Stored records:
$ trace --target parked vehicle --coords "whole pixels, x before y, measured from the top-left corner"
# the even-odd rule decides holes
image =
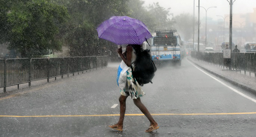
[[[52,51],[50,49],[47,49],[43,51],[41,53],[42,57],[46,58],[52,58],[53,57]]]
[[[151,53],[156,64],[172,62],[181,65],[185,48],[175,29],[156,30],[153,35]]]
[[[209,53],[213,53],[213,48],[205,48],[205,52]]]

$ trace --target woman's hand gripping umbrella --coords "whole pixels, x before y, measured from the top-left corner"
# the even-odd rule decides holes
[[[124,53],[122,53],[122,47],[117,50],[122,59],[121,63],[125,63],[129,68],[125,74],[127,78],[126,86],[121,89],[120,92],[121,95],[119,98],[120,104],[119,120],[116,124],[108,126],[115,130],[123,131],[126,99],[130,96],[134,104],[149,121],[149,127],[145,132],[151,132],[158,128],[158,124],[140,100],[140,97],[145,95],[145,93],[137,81],[132,78],[131,67],[134,68],[136,67],[134,62],[136,59],[136,50],[140,50],[143,42],[152,36],[147,27],[137,20],[126,16],[113,16],[102,23],[97,30],[99,38],[111,41],[117,45],[129,44],[126,46]]]

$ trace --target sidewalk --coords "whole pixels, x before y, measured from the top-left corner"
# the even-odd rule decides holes
[[[233,84],[242,88],[256,93],[256,78],[254,73],[246,72],[245,74],[244,71],[229,71],[225,67],[219,66],[219,65],[208,63],[197,59],[188,57],[187,59],[194,63],[197,66],[205,71],[217,77],[219,77]]]

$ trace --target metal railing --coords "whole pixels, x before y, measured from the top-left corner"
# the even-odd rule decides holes
[[[90,70],[107,66],[107,56],[0,59],[0,88]]]
[[[209,63],[224,66],[223,53],[191,51],[191,57]],[[228,67],[226,66],[226,67]],[[231,68],[254,73],[256,77],[256,54],[255,53],[232,53]]]

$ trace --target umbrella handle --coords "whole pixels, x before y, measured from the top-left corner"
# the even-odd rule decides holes
[[[149,45],[149,44],[148,43],[148,40],[147,40],[147,39],[146,39],[146,38],[145,38],[145,39],[146,39],[146,41],[147,42],[147,43],[148,43],[148,45],[149,46],[149,47],[151,47],[150,45]]]

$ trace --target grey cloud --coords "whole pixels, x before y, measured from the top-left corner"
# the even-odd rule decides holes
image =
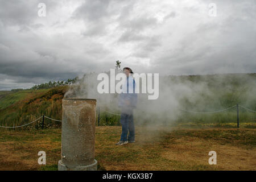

Brief.
Render all of the data above as a Markdown table with the columns Row and Entry, numbering each non-blank line in order. Skip blank lines and leave the pictures out.

Task solution.
| Row | Entry |
|---|---|
| 1 | $ trace --target parked vehicle --coords "whole pixels, x before y, measured from the top-left corner" |
| 2 | # the even-odd rule decides holes |
| 3 | image = |
| 4 | [[[52,51],[50,49],[47,49],[43,51],[41,53],[42,57],[46,58],[52,58],[53,57]]] |
| 5 | [[[151,53],[156,64],[172,62],[181,65],[185,48],[175,29],[156,30],[153,35]]] |
| 6 | [[[209,53],[213,53],[213,48],[205,48],[205,52]]] |
| 7 | $ trace --target woman's hand gripping umbrella --coords "whole pixels, x before y, measured from the top-left corner" |
| 8 | # the even-odd rule decides holes |
| 9 | [[[124,53],[122,53],[122,47],[117,50],[122,59],[121,63],[125,63],[129,68],[125,74],[127,78],[126,86],[121,89],[120,92],[121,95],[119,98],[120,104],[119,120],[116,124],[108,126],[115,130],[123,131],[126,99],[130,96],[134,104],[149,121],[149,127],[145,132],[151,132],[158,128],[158,124],[140,100],[140,97],[145,95],[145,93],[137,81],[132,78],[131,67],[134,68],[136,67],[134,62],[136,59],[136,50],[140,50],[143,42],[152,36],[147,27],[137,20],[126,16],[113,16],[102,23],[97,30],[99,38],[111,41],[117,45],[129,44],[126,46]]] |
| 10 | $ trace --target sidewalk --coords "whole pixels, x before y, measured from the top-left corner" |
| 11 | # the even-odd rule decides holes |
| 12 | [[[233,84],[242,88],[256,93],[256,78],[254,73],[246,72],[245,74],[244,71],[229,71],[225,67],[219,66],[219,65],[208,63],[197,59],[188,57],[187,59],[194,63],[197,66],[205,71],[217,77],[219,77]]] |
| 13 | $ trace --target metal railing --coords "whole pixels, x before y, measured from the top-left corner" |
| 14 | # the even-odd rule decides holes |
| 15 | [[[90,70],[107,66],[107,56],[0,59],[0,88]]] |
| 16 | [[[209,63],[224,66],[223,53],[191,51],[191,57]],[[228,67],[226,66],[226,67]],[[231,68],[254,73],[256,77],[256,54],[255,53],[232,53]]] |
| 17 | $ trace --target umbrella handle --coords "whole pixels, x before y, measured from the top-left corner" |
| 18 | # the even-odd rule decides holes |
| 19 | [[[149,45],[149,44],[148,43],[148,40],[147,40],[147,39],[146,39],[146,38],[145,38],[145,39],[146,39],[146,41],[147,42],[147,43],[148,43],[148,45],[149,46],[149,47],[151,47],[150,45]]] |
| 20 | $ trace --target grey cloud --coords "whole pixels, x before y, measured from the top-left corner" |
| 21 | # the even-odd rule decides holes |
| 22 | image = |